**Written task A**
Name the kinds of worship that the blog post on worship for outsiders says a church's worship should not replicate.
**Written task B**
Carry on the blog post on worship for outsiders from the point where it stops.

**Passage shown**
============================================================

Please, no more doing church for ‘them’

Filed under:Worship — posted by Ryan Bolger on October 12, 2005 @ 1:23 pm

I just received a question from an associate that asked how to start a service to attract people from outside the church. I encouraged her to give up on this idea.

But what is wrong with starting a relevant church for seekers?

Relevant churches are rarely even closely relevant. Most Christians don’t even like them. They might be better than Mom and Dad’s morning service, but they usually are quite irrelevant to the outsider. The church person cannot ‘guess’ what the seeker wants, undoubtedly getting it wrong. What Christians need to do is create meaningful worship through bringing their very own lives to God. Worship must reflect the culture of the community that is currently part of the church, not replicate current worship CDs, nor 1980s soft rock, nor 18th century hymns. Instead of mimicking other church cultures, the community collectively brings their own idiosyncratic ways of life to God, whatever they may be. Indeed, the church may have the stray outsider finding themselves in the worship service and joining the community. But if the focus is on them, simply to be relevant, their worship will satisfy neither the church members nor the outsider.

Other reasons?

============================================================

**Data extract**

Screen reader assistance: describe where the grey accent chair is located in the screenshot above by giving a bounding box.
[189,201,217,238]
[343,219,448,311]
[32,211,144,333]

============================================================

**Expected answer A**
- Current worship CDs
- 1980s soft rock
- 18th century hymns

**Expected answer B**
A focus on the church service as connecting point perpetuates the idea that following Jesus is about going to church. The community’s life takes the form of American congregational religion rather than the fluid practices of the gospel, and this emphasis presents quite a barrier to the ’seeker’ outside, as they need to be converted to the values of American religious congregationalism before they can come to faith. Thus, virtually all of those who are attracted to the relevant service were raised in church or are currently going to another church — they are not the never-churched. In contrast, a missional congregation connects with those outside the faith by, well, connecting with those outside of the community in their world. Connecting happens not in a ‘come to us’ CHURCH service, but through ‘go and dwell’ church SERVICE, i.e. service in the community — living alternative lives.

A focus on the service as connecting point perpetuates the sacred/secular split of modernity. When the bulk of the community’s energy goes to maintaining a church service, it implies that the church service is more holy, more important, more worthy of our time than the everyday practice of our spirituality.

A focus on the service as connecting point perpetuates the clergy/laity split — there are those who ‘do’ ministry for everyone else. Instead, the role of the leaders is to facilitate the worship expression of the community as a whole.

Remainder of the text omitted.